● **REQUIREMENT**: In the passage below on the 2020 Remuneration Plan, start at the words "3.2. indication of" and stop after "administer the Plan.", and reproduce that stretch, substituting "Personnel Office" for "Human Resources Function".

Once meeting of the "access gates" is verified and the individual performance achievement levels assessed, the amount of the bonus correlated to the incentive system is determined by the Board of Directors, based on a proposal from the Remuneration Committee, in compliance with the limits and based on the criteria defined in points 2.2 and 2.3.

The number of shares to allocate, corresponding to 60% of fixed fees and 100% of variable remuneration matured with reference to the CEO, and 45% of the variable remuneration matured with reference to the Top Managers and Key Resources is defined based on the average price of the doValue share in the 3 months before the Board of Directors meeting that approves achievement of the results.

2.4. the reasons underlying the decision to allocate remuneration plans based on financial instruments not issued by the financial instrument issuer, such as financial instruments issued by the subsidiaries or, parent companies or third party companies compared to the specific group; if the aforesaid instruments are not traded on regulated markets

information on the criteria used to determine the value allocated to them:

the Plan does not envisage assignment of financial instruments not issued by the Issuer doValue S.p.A.

2.5. assessments concerning significant implications of a fiscal and accounting nature which had an impact on definition of the plans:

Even if doValue S.p.A. performed assessments on the fiscal and accounting impact of the 2020 Remuneration Plan, these implications were not considered significant enough to affect definition of the system itself.

2.6. any support of the plan by the special fund for encouraging worker participation in the companies as per article 4, paragraph 112, of law no. 350 of 24 December 2003:

Support of the plan is not envisaged by the special fund for encouraging worker participation in the companies as per article 4, paragraph 112, of Law no. 350 of 24 December 2003.

3. Approval procedure and timeframe for assigning the instruments in

3.1. terms of the powers and functions delegated by the Shareholders' Meeting to the Board of Directors in order to implement the plan;

At the time of the approval of the 2020 Remuneration Plan by the Shareholders' Meeting annually called on to vote, the option is granted to the Board of Directors to define all the technical profiles of the functional details for implementing the Plan, in compliance with the terms and conditions established by the Shareholders' Meeting and illustrated in this Information Document and in keeping with current provisions, adopting the best interventions for an effective operation of the Remuneration Plan and incentive instruments. Authorisation of the Shareholders' Meeting includes the right to arrange for, as per article 2357 ter of the Civil Code, shares in portfolio in order to implement the Plans through free assignment to beneficiaries.

3.2. indication of the subjects assigned to administer the plan and their function and responsibility;

Without prejudice to the specific responsibilities of the Board of Directors and Remuneration Committee, the Human Resources Function is assigned to administer the Plan.

● **SUPPLIED INFORMATION**:
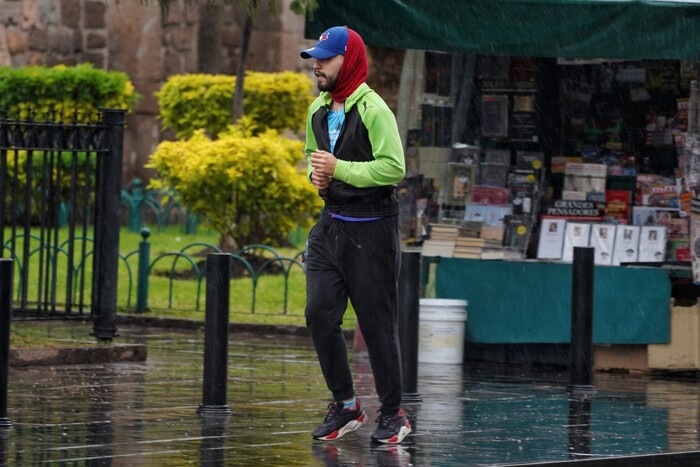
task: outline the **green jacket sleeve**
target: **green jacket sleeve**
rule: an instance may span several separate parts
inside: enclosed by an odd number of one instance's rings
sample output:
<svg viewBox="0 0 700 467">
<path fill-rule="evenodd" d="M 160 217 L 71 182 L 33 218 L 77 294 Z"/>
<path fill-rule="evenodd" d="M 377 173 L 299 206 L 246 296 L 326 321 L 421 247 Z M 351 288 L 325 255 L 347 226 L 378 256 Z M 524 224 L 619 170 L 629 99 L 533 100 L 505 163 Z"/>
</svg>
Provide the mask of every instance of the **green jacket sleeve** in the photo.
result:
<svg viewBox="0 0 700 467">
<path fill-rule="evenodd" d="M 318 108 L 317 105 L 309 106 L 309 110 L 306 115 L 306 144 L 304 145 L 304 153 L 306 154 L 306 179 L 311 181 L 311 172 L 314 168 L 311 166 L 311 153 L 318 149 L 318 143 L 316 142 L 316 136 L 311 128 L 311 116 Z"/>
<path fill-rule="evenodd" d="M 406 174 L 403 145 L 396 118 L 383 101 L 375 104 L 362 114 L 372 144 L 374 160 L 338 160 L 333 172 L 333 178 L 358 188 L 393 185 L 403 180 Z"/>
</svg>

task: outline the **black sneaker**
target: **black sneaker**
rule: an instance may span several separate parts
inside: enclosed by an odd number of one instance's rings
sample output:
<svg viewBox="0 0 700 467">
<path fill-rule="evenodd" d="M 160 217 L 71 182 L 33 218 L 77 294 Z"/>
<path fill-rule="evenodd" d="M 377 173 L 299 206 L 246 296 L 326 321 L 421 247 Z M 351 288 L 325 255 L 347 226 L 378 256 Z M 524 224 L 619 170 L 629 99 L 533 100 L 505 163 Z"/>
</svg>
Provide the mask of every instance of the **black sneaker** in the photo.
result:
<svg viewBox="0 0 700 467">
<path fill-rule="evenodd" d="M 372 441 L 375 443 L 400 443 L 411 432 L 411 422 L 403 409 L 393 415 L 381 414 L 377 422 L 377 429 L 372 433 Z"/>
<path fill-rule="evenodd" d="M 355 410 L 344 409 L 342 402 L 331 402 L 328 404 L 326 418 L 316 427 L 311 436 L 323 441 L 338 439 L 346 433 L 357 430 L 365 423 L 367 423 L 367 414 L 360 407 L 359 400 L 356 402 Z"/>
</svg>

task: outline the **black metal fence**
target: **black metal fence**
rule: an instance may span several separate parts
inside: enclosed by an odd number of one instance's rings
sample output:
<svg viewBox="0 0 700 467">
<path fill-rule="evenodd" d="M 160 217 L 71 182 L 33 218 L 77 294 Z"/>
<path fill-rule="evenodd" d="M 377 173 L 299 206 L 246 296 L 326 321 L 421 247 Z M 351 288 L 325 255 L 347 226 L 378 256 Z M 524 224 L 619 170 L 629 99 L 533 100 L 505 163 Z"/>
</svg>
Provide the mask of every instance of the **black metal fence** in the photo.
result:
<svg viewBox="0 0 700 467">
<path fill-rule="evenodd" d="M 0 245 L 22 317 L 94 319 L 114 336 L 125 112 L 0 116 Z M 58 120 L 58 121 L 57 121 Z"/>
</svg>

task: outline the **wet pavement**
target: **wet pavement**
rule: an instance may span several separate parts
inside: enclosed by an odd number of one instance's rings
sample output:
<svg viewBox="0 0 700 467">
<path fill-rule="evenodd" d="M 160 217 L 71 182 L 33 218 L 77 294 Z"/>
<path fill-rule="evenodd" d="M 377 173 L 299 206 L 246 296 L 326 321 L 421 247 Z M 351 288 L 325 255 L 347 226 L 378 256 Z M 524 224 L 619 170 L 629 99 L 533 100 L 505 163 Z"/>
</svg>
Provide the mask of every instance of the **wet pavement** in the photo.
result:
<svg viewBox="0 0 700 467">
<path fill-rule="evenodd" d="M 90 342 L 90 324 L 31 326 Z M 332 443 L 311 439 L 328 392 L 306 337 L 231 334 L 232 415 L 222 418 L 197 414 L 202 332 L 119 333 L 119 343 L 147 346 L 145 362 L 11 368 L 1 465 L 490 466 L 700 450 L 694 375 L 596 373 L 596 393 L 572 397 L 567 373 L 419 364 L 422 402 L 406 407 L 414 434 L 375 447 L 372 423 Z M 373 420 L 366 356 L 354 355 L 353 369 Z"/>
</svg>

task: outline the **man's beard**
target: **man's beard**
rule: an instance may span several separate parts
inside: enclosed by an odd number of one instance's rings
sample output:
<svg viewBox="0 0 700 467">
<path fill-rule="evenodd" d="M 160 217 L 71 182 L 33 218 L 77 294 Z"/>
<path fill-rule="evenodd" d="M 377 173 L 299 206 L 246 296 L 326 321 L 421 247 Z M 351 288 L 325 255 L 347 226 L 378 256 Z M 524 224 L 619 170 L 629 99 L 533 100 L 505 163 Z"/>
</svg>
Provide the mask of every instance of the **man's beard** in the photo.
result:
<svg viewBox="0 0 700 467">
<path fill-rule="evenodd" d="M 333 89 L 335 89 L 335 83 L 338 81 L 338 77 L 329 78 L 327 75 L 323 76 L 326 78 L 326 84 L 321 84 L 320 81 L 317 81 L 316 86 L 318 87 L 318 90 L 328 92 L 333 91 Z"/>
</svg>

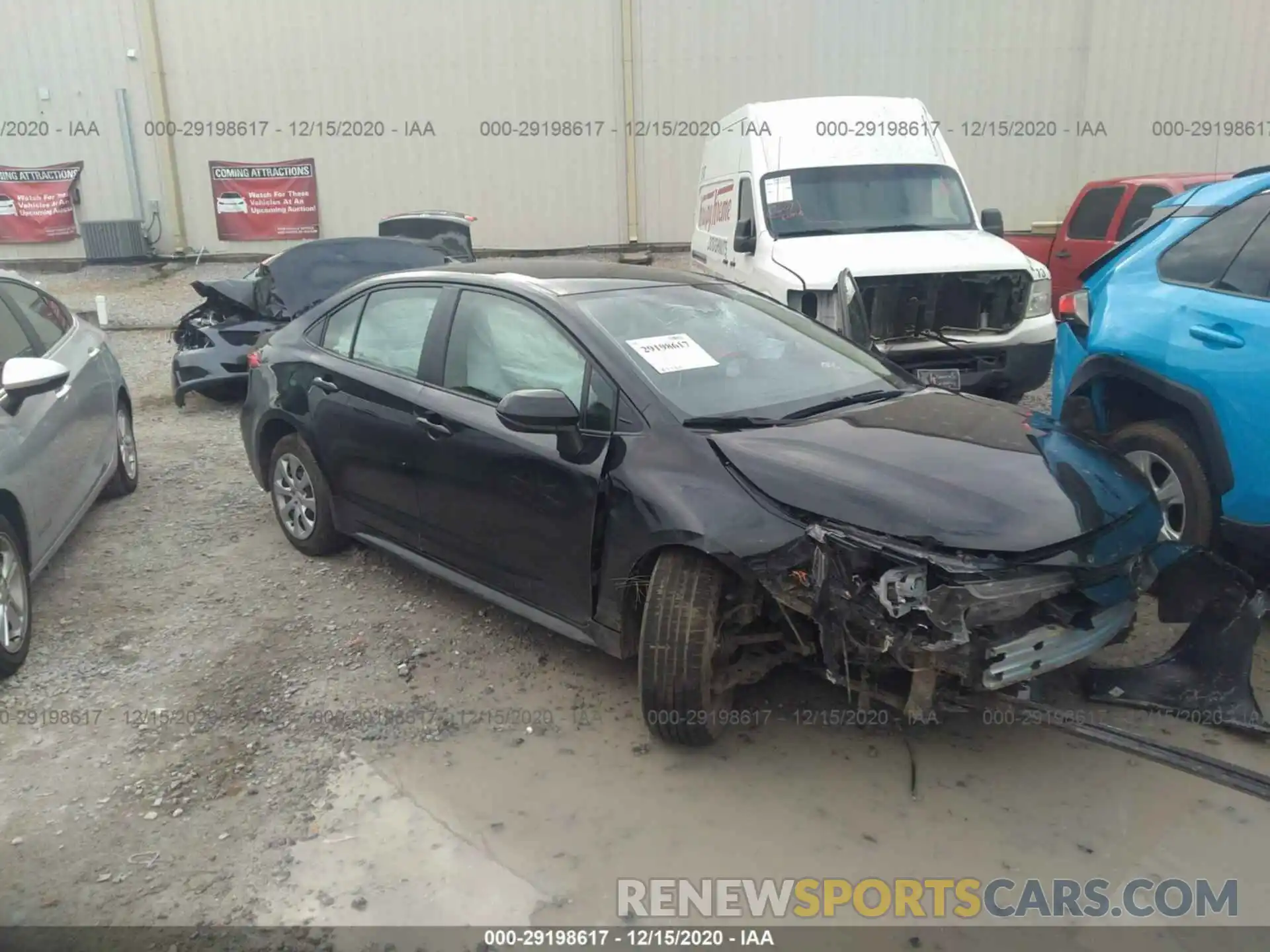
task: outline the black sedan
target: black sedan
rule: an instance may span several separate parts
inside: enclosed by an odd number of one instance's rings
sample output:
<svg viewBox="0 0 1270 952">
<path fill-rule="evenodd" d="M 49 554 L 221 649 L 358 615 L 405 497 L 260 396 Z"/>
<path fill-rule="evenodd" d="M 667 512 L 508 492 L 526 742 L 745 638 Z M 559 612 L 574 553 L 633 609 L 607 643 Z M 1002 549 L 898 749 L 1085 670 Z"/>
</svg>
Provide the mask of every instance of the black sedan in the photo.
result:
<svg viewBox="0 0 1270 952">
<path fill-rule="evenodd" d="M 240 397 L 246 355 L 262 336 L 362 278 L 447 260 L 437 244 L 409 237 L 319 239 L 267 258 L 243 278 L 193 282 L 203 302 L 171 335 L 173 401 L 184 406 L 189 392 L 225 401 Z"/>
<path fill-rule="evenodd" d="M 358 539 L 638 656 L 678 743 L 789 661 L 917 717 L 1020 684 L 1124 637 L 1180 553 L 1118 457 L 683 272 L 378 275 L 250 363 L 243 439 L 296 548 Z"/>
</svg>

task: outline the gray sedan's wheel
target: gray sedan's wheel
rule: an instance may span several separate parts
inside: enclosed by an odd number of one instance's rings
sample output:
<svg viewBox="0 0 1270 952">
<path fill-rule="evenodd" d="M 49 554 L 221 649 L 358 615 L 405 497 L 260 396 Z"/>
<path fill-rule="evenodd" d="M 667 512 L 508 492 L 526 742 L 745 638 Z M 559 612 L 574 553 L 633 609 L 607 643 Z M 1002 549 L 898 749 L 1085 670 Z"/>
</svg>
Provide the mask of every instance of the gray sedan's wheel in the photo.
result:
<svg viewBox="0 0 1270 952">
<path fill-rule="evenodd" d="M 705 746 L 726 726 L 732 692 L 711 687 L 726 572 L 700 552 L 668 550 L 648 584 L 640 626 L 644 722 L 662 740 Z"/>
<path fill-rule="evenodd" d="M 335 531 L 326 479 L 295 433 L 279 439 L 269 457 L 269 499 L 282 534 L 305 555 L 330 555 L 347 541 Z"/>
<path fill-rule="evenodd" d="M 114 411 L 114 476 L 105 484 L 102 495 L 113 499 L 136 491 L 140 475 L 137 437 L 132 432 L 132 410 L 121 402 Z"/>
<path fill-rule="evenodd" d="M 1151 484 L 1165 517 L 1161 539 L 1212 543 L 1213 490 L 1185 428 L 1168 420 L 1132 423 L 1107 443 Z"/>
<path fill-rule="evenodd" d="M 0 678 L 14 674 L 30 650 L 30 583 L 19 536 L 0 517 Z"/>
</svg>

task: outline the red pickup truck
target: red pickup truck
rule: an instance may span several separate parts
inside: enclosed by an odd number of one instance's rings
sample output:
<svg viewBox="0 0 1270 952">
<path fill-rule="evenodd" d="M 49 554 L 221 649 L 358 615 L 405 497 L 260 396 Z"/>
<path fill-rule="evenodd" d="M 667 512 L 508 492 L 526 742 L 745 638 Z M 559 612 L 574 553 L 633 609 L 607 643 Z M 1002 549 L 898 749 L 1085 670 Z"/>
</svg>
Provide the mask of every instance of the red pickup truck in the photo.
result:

--

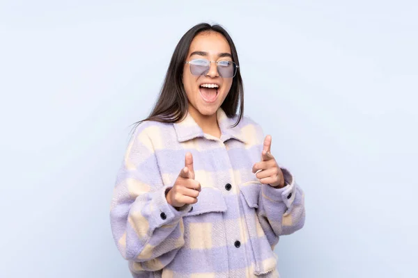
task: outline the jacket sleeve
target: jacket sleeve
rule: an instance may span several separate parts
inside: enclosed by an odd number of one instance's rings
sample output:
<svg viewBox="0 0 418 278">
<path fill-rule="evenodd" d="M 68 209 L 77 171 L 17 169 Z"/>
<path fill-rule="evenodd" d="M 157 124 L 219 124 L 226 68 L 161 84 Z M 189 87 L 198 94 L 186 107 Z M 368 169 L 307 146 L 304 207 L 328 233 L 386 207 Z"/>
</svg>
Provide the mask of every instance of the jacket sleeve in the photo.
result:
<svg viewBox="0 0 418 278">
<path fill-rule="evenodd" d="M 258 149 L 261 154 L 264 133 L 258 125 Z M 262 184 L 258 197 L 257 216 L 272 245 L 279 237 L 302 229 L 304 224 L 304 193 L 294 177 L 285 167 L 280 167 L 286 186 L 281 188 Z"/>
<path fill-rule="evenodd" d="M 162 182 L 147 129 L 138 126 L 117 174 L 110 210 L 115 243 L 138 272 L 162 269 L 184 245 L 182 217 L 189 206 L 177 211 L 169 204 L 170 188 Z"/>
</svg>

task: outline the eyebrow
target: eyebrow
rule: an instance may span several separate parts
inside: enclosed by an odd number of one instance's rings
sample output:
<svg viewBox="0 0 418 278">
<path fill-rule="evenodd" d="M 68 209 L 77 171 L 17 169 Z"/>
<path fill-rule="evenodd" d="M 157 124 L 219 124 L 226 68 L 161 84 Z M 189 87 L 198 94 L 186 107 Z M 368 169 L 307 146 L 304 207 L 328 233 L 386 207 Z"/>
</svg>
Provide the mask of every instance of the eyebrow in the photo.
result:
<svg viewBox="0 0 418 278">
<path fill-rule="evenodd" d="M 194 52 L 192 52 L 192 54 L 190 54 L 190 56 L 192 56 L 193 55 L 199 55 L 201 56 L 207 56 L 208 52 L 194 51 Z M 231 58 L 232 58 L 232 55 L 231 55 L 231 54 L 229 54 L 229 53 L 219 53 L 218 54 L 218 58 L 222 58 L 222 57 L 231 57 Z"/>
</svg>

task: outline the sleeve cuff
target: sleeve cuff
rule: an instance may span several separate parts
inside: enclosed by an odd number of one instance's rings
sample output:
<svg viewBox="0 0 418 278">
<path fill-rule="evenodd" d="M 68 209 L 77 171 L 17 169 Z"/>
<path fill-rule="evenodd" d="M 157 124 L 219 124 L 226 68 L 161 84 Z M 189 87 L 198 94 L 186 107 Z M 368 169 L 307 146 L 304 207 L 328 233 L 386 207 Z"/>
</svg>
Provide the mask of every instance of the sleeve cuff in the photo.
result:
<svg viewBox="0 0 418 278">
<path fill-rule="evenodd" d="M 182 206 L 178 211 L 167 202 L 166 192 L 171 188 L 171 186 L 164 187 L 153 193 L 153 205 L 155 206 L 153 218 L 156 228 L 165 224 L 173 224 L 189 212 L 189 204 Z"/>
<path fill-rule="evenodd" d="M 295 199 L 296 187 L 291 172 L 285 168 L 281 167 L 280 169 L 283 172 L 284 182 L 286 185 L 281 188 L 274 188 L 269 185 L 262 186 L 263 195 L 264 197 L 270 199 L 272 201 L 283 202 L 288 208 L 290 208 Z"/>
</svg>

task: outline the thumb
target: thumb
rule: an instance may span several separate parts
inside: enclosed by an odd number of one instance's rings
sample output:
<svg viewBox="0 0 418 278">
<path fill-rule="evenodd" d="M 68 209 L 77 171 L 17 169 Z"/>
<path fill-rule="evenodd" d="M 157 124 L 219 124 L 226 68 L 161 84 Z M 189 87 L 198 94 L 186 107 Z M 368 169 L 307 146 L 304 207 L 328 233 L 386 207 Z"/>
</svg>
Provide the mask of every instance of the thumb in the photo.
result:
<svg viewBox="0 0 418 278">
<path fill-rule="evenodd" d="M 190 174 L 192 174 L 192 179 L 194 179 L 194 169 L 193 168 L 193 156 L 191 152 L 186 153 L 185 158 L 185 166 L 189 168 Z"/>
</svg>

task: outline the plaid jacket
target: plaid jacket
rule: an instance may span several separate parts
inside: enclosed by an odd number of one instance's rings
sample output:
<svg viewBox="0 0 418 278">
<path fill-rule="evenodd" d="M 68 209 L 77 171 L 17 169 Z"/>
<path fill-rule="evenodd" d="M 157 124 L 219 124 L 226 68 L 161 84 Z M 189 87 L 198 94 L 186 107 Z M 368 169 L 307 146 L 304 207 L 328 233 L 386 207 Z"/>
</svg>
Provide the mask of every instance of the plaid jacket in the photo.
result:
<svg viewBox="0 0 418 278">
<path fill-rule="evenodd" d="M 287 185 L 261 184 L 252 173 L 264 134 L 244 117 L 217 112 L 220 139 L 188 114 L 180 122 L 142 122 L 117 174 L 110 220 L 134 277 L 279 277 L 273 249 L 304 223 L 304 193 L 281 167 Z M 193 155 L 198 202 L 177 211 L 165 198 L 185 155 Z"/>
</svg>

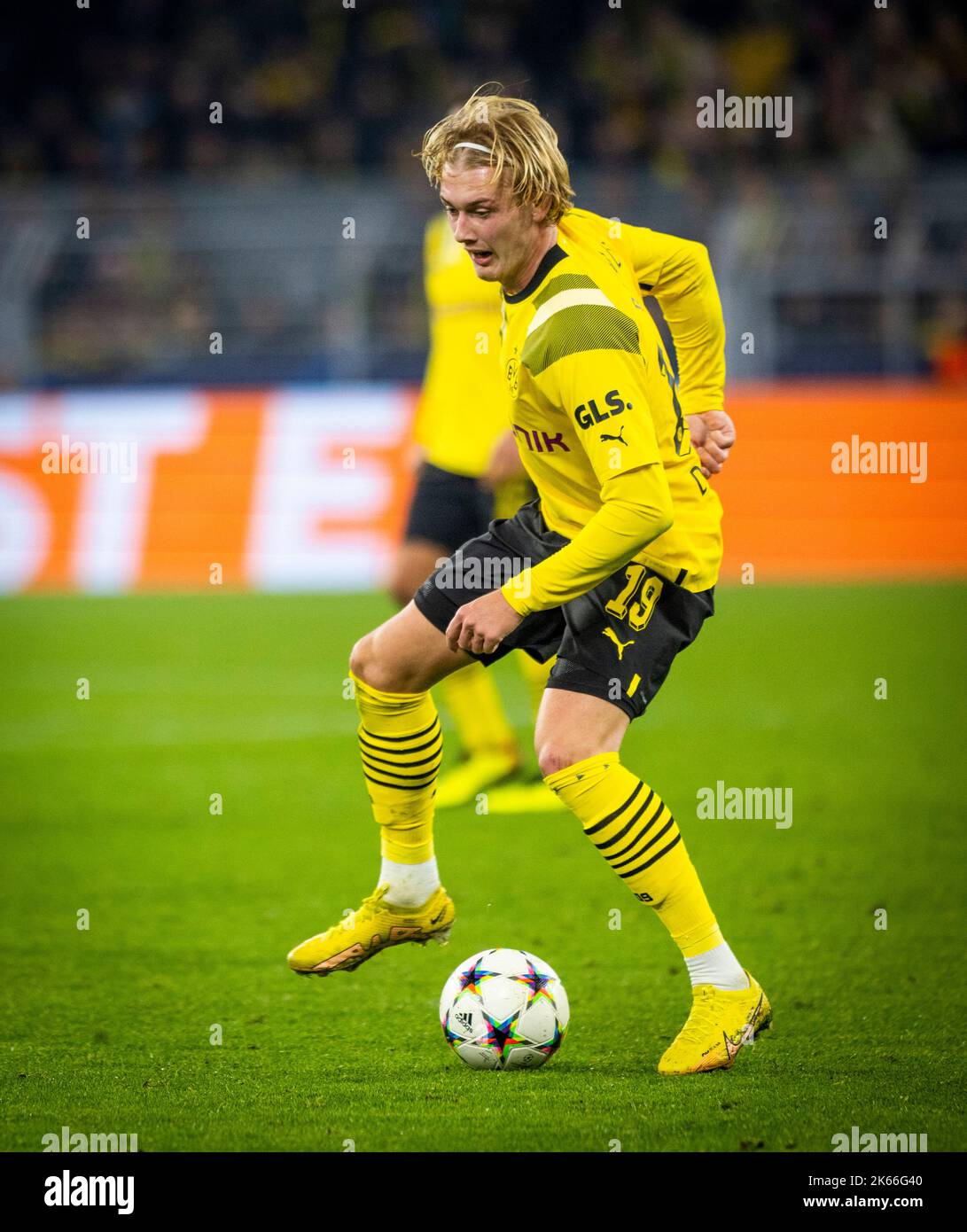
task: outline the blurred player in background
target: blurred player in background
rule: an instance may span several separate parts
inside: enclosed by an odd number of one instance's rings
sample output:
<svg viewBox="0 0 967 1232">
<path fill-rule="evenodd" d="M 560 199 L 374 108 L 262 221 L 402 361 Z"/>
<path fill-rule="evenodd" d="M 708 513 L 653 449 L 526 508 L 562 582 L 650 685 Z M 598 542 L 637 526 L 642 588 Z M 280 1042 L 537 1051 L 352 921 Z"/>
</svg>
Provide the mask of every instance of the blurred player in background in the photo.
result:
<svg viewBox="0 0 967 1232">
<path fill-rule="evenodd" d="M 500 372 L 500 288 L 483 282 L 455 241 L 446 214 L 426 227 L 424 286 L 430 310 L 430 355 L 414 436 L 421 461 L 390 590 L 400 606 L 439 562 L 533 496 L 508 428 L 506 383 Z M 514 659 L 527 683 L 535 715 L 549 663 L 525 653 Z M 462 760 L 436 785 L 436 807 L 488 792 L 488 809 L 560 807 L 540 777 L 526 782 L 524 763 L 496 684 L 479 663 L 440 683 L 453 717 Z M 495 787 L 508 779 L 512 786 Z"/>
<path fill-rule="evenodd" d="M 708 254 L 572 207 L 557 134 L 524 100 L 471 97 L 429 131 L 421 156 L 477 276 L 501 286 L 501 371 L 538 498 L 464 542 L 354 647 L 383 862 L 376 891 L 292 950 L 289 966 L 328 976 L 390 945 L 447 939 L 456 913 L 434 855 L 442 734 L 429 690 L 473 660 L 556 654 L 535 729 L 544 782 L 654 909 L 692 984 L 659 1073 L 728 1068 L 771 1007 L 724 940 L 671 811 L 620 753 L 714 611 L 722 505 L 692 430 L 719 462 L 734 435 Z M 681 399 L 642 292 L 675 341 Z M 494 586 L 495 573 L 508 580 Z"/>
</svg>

● **ANSWER**:
3.2. indication of the subjects assigned to administer the plan and their function and responsibility;

Without prejudice to the specific responsibilities of the Board of Directors and Remuneration Committee, the Personnel Office is assigned to administer the Plan.